## BRIEF
Could you extract every entry below and reproduce it exactly?

— start of EXERCISE MATERIALS —

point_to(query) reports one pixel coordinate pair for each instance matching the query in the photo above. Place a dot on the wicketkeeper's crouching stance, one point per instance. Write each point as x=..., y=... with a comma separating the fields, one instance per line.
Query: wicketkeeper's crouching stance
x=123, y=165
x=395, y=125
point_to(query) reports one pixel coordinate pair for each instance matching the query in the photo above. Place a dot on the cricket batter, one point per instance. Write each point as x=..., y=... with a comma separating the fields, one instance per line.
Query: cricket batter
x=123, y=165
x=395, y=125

— end of EXERCISE MATERIALS —

## EXERCISE SOLUTION
point_to(query) reports one pixel coordinate pair for each instance matching the query in the photo above. Place a dot on the wicketkeeper's crouching stance, one point per instance. Write each point as x=..., y=... with a comma separating the fields, one instance per line.
Query: wicketkeeper's crouching stance
x=123, y=165
x=395, y=125
point_to(query) reports one pixel coordinate pair for each instance matching the query in the photo above. Place a dot on the cricket batter, one point per instance. Write each point as x=..., y=... with a comma separating the fields, one instance per line.
Query: cricket batter
x=123, y=165
x=395, y=125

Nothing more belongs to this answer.